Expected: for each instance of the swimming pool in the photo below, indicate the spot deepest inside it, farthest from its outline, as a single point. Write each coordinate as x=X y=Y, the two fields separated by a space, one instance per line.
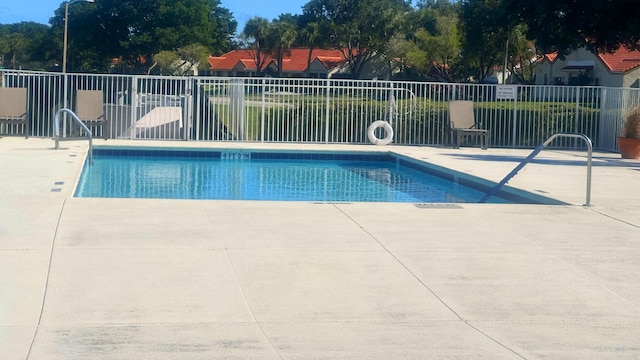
x=277 y=176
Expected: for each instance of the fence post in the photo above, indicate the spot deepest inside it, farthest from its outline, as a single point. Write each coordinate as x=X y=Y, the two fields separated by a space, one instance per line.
x=326 y=118
x=515 y=119
x=264 y=100
x=134 y=106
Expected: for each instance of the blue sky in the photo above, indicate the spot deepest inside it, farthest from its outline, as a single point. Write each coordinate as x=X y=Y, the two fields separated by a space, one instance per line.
x=14 y=11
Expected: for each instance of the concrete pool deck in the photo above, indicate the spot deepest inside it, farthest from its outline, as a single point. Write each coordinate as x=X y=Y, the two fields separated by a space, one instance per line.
x=127 y=279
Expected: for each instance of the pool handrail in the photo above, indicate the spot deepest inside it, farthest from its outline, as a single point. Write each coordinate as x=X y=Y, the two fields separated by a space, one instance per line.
x=535 y=152
x=56 y=130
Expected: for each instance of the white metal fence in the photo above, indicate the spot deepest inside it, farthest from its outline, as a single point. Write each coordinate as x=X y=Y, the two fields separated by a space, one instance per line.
x=321 y=110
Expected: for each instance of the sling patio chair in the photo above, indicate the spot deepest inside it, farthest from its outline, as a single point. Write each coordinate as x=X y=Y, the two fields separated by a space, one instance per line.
x=14 y=110
x=462 y=122
x=90 y=109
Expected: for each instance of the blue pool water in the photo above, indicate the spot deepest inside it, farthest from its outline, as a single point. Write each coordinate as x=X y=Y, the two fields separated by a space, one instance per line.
x=256 y=175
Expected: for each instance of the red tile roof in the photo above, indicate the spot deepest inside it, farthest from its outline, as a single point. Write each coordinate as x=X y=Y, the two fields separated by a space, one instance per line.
x=295 y=60
x=622 y=60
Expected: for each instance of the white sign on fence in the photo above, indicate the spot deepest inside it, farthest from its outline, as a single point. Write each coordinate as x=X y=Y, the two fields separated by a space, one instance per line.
x=506 y=92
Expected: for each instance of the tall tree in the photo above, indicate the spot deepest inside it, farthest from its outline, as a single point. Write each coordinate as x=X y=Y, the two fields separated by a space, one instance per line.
x=136 y=30
x=484 y=36
x=21 y=45
x=256 y=31
x=281 y=35
x=360 y=29
x=431 y=42
x=564 y=25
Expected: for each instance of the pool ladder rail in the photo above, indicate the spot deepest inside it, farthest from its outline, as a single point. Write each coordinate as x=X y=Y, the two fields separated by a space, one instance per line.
x=56 y=130
x=533 y=154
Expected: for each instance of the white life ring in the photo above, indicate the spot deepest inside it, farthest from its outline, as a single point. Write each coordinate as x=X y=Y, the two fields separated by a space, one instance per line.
x=380 y=124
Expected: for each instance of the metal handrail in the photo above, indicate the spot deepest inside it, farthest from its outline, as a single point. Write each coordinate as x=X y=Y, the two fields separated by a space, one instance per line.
x=56 y=130
x=535 y=152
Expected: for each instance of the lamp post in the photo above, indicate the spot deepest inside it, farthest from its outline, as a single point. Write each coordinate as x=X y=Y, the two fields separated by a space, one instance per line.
x=66 y=24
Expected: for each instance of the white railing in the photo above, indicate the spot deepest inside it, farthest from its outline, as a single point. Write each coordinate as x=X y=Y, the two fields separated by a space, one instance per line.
x=324 y=110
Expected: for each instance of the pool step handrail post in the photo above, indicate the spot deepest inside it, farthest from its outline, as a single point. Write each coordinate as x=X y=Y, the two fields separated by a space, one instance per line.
x=535 y=152
x=56 y=130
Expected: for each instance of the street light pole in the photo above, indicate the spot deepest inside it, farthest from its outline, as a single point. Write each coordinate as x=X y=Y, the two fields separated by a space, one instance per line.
x=66 y=25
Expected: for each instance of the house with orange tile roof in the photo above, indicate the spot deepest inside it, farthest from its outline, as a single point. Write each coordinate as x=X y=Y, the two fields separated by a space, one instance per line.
x=583 y=67
x=325 y=63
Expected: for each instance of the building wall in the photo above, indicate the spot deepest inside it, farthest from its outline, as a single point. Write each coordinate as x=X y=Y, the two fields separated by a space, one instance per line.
x=552 y=74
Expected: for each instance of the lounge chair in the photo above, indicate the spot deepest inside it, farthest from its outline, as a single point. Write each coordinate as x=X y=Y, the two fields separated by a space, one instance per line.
x=462 y=122
x=90 y=109
x=13 y=108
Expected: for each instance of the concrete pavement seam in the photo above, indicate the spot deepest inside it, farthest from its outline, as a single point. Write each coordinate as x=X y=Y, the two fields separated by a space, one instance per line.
x=427 y=286
x=46 y=283
x=244 y=295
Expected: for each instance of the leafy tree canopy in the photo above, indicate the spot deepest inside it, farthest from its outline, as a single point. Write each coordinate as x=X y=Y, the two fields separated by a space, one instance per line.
x=564 y=25
x=136 y=30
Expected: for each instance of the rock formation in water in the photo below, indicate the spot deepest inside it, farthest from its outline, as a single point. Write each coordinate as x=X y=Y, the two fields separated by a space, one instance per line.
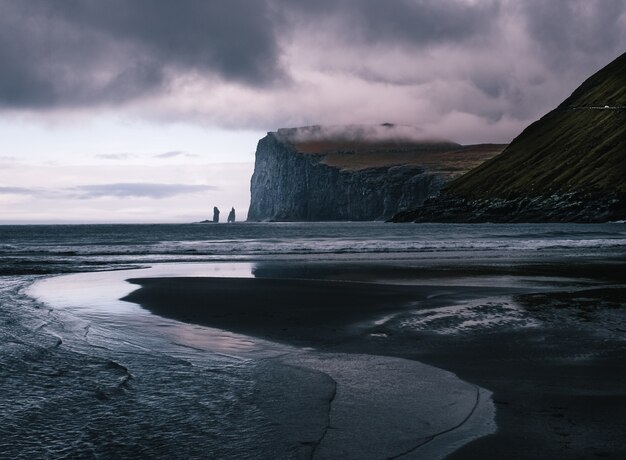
x=352 y=173
x=569 y=166
x=231 y=216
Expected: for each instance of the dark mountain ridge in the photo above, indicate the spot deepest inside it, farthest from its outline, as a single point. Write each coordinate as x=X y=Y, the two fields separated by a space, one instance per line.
x=568 y=166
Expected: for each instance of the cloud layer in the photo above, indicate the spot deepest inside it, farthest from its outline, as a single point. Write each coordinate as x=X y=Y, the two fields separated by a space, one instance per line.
x=120 y=190
x=461 y=69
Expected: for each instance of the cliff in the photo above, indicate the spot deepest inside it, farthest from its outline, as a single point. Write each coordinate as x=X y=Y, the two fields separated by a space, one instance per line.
x=569 y=166
x=307 y=174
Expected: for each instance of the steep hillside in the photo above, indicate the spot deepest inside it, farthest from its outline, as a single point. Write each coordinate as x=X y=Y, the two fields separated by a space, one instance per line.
x=369 y=173
x=568 y=166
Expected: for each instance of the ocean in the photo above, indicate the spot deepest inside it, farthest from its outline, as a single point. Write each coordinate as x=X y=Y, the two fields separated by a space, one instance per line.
x=84 y=375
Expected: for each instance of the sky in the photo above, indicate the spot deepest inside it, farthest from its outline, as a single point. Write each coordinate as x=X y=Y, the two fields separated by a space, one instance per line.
x=150 y=110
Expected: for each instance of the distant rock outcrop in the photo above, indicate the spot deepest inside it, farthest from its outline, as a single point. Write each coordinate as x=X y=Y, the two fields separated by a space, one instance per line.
x=352 y=173
x=569 y=166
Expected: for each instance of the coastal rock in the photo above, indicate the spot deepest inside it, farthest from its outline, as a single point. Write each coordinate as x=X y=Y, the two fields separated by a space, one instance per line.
x=347 y=179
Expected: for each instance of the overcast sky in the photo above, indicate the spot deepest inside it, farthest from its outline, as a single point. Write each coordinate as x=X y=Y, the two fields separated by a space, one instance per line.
x=149 y=110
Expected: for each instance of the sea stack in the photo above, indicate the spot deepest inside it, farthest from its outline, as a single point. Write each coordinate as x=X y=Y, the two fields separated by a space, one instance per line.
x=231 y=216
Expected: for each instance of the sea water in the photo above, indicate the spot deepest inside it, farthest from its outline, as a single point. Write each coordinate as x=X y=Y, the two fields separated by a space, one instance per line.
x=65 y=362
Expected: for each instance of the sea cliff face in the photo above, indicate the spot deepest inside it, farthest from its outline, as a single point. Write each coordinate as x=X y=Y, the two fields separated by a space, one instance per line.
x=288 y=185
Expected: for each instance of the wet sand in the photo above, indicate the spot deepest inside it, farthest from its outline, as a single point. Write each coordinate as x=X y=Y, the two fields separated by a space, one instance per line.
x=547 y=338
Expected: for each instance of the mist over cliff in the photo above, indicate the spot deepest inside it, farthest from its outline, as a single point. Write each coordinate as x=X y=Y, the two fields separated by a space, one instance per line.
x=355 y=172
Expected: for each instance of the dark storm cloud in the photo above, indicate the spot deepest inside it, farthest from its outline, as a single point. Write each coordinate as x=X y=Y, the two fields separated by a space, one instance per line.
x=81 y=52
x=566 y=31
x=294 y=62
x=417 y=22
x=136 y=190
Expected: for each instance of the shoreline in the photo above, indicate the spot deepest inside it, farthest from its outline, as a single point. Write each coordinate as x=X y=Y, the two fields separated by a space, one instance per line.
x=557 y=390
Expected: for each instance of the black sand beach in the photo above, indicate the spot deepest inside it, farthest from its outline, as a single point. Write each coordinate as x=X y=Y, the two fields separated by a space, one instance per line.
x=546 y=336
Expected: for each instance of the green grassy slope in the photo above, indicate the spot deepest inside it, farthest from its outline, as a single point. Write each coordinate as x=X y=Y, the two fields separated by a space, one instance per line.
x=570 y=149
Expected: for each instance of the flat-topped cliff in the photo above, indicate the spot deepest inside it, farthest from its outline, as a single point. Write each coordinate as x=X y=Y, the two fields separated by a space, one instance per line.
x=352 y=173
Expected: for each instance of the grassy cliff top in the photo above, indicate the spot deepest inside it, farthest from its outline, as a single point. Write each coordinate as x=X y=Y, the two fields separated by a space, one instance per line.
x=358 y=147
x=578 y=147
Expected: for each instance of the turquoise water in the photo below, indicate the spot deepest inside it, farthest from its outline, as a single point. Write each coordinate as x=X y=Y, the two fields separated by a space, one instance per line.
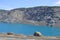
x=29 y=29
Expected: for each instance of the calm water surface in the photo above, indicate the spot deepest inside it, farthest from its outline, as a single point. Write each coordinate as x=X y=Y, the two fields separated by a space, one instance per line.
x=29 y=29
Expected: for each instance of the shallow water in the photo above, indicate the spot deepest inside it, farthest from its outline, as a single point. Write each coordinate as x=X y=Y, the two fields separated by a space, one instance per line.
x=29 y=29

§ **REQUIREMENTS**:
Copy, exactly and exclusively, the lines beginning with the one that contains "Expected: for each instance of the turquoise" and ending with the last line of the listing; pictures are to be omitted.

§ **SOLUTION FOR THIS PROBLEM**:
Expected: for each instance of the turquoise water in the photo below, indicate the spot deepest inside it, farthest from its outline, as a single point. Write each coordinate as x=X y=Y, the two fields separated by a space, one instance per line.
x=29 y=29
Expected: for each instance of the calm water surface in the photo above, indicate the spot deepest inside it, farthest from its outline, as a single point. Write each coordinate as x=X y=Y, the two fields separated by a space, one instance per line.
x=29 y=29
Expected: for each instance of the shallow water in the photo above, indicate the spot deepest inside it, farthest from its outline, as a single point. Write each coordinate as x=X y=Y, the two fields separated by a space, one instance per line.
x=29 y=29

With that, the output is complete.